_EXERCISE DESCRIPTION_: Your copy of the material below should match it exactly, except that it holds no pictures.

Point annotation dataset records
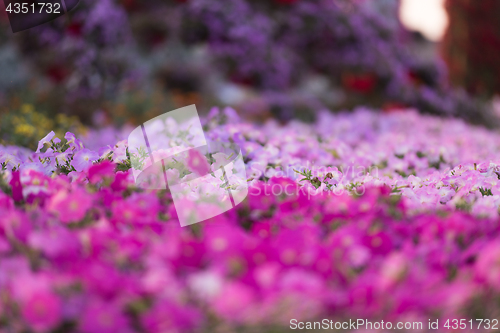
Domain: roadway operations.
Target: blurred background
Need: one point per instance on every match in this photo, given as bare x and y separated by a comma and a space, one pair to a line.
121, 62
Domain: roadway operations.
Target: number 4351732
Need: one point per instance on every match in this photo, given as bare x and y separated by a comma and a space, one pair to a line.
462, 324
41, 7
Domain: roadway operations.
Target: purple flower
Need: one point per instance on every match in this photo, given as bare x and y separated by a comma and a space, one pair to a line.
45, 140
83, 159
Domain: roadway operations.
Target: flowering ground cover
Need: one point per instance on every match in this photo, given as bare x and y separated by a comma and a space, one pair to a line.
388, 217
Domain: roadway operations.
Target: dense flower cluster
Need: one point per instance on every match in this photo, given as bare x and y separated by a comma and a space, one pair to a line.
84, 250
357, 47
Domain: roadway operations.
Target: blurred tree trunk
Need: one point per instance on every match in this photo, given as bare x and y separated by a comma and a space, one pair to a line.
471, 46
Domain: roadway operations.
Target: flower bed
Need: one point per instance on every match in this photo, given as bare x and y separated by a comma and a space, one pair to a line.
378, 216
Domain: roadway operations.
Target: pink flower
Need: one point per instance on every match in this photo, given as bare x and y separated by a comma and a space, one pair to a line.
17, 188
83, 159
197, 163
70, 207
102, 170
103, 317
234, 302
42, 311
488, 264
45, 140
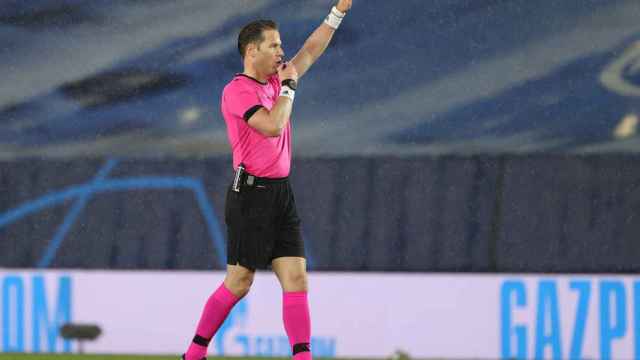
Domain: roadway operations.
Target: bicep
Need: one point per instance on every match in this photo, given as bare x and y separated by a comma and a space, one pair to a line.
261, 121
302, 61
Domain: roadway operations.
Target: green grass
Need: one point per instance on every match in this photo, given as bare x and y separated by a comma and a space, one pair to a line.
108, 357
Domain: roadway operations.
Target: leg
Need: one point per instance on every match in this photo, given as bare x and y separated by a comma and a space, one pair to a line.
236, 285
292, 274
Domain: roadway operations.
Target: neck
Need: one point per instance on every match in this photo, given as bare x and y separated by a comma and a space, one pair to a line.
250, 71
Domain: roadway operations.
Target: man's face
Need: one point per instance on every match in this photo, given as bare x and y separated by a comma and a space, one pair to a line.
269, 53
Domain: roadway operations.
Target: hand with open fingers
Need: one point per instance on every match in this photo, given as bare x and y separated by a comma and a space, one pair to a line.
287, 70
344, 5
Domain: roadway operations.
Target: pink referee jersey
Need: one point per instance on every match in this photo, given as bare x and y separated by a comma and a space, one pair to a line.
263, 156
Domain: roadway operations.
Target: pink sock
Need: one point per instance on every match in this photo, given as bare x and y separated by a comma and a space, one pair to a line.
215, 311
297, 323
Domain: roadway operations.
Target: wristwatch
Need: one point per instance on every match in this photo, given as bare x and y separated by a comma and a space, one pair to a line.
290, 83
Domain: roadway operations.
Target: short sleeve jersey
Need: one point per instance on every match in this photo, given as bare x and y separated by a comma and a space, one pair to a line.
263, 156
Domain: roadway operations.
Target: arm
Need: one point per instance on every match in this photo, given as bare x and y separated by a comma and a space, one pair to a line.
317, 42
273, 122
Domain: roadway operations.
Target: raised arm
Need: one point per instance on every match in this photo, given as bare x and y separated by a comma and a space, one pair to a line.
318, 41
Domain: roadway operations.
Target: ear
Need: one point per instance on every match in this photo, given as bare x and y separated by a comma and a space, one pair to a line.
252, 48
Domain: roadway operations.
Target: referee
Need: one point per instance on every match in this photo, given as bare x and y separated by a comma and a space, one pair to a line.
260, 211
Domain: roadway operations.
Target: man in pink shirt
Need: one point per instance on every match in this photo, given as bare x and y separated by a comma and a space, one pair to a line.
260, 211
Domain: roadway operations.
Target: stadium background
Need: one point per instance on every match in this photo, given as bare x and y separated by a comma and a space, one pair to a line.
452, 139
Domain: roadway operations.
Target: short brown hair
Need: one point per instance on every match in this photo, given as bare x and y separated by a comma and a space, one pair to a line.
253, 33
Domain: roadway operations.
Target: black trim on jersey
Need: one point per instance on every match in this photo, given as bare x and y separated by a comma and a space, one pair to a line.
249, 113
254, 79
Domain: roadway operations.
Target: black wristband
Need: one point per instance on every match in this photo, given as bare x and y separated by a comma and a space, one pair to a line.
290, 83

_SOLUTION TO THE EXERCISE_:
Domain: roadway operations.
Target: blurred background
Need: one point per instance on every match in this photo, given as bare x and y separated by a comma and a space, one pair to a line.
121, 62
Domain: roadway operations.
Target: number 4351732
Need: one point per instance on every match in this photo, given as bare x and y separated by a comma and a space, one pair to a line.
462, 324
41, 7
Domain: roadway operations.
Target: purple flower
Need: one point per instance on every match in this photo, given as bare x and y separated by a comma and a space, one pair to a line.
45, 140
83, 159
Domain: roadway operations.
Target: flowering ground cover
Need: one point per instance on every match in this photo, given as bare x and y separated by a comma and a space, one pair to a line.
388, 217
Domain: roadway operations.
Target: dense flower cluster
Need: one point per instance on every match in this photo, given as bare x and y separated by a comma and a space, one pair to a line.
84, 250
357, 47
Domain: roadway operations.
Target: blurred tree trunk
Need: one point per instance on every match in this photo, given as bare x and y separated by a comma and a space, one pair to a line.
471, 46
Domain: roadway operations.
Target: flower bed
Need: one point per instance on every match in this photo, given as bare x and y separated by a comma and a space, one pair to a line.
378, 216
Domain: roadway operations.
Target: pink flower
Need: one point per instance on every match in this photo, given as bare x and y separated by a comma and a space, one pair to a line.
17, 188
83, 159
197, 163
70, 207
102, 170
103, 317
234, 302
42, 311
488, 264
45, 140
Domain: roadway operations.
Target: bicep
Need: one point per instance on every match in this photo, given as bare x and y separated by a comma and a space, one pair to a line.
261, 121
302, 61
Domain: roadway operations.
Target: green grass
Need: one point per instance on every match in this photo, given as bare x and y separated by a comma and a space, one pair to a line.
108, 357
Domain: roadway operations.
Target: leg
Need: one point per instance on every match in this photo, given as bare x and y separated by a comma and a space, one pair to a line.
236, 285
292, 274
Domain: roadway operations.
Target: neck
Need: one point per instance on every match in this photo, given as bare x and y separated by a comma and a space, one pair to a line.
250, 71
Domain: roadway operations.
Target: man's face
Need: one point per instance on every match in this photo, given as bare x and y separated by a comma and a space, one pair to a line.
269, 53
Domain: roadway operations.
Target: hand with open fingers
Need: one point per instance on every match in this photo, given as bare x and y separated by a comma and a space, one pair to a line.
287, 70
344, 5
Domain: roadway operations.
Target: pink referee jersey
Need: one point per instance on every match in this photo, given as bare x and y separated by a comma and a space, one pair to a line.
263, 156
Domain: roadway operations.
Target: pink sock
Need: one point per instance on every match in this photo, given as bare x and y separated by a comma and a space, one pair to a line.
215, 311
297, 323
Domain: roadway operations.
Target: wristwatch
Need: one point per instance on every match in this photo, given as bare x and y separated by a comma and a space, one pair to a line.
290, 83
Domain: roadway operations.
Target: short sleeve jersey
Need: one point per instance on every match in this photo, given as bare x and y separated by a comma and a space, one pair to a line.
263, 156
Domain: roadway operations.
Target: arm
Need: one point per instance on every match in this photo, given as bare x and y separated by a comma and a space, one pair to a line.
317, 42
273, 122
Domain: roadway operations.
Target: raised arm
Need: one point per instance on every match in this photo, given as bare x and y separated by a comma and a space, one pair to a line.
318, 41
Domain: roadway operations.
Target: ear
Need: one point per instance on every match in this photo, given as bare x and y separated by a comma and a space, one pair to a line.
252, 48
Domain: roadway operations.
Target: referee
Need: one point per instance on every match in this photo, given as bare x and y separated by a comma and a space, one pair to a line.
260, 211
Domain: roadway operations.
Target: man in pink shirt
Need: one point per instance on every match in this photo, given as bare x and y separated by a comma and a space, one pair to a line.
260, 211
Domain: roadway operations.
Target: stadium background
Need: one point per instance on every match in this photo, given as bare x and y separated by a comma and a space, one pair to a line.
452, 139
Domain: roadway operations.
Target: short brown hair
Need: one point per instance on every match in this photo, given as bare x and y separated by a comma and a space, one pair to a line.
253, 33
Domain: roadway operations.
Target: black trim on jersey
Need: one point per instance on every match in this photo, given as bare x and y separated by a comma and a space, one pair to a line.
249, 113
254, 79
Domain: roadway operations.
Target: black wristband
Need: one point per instance on every match in this photo, given as bare x and y separated by a comma and a space, one pair to a line.
290, 83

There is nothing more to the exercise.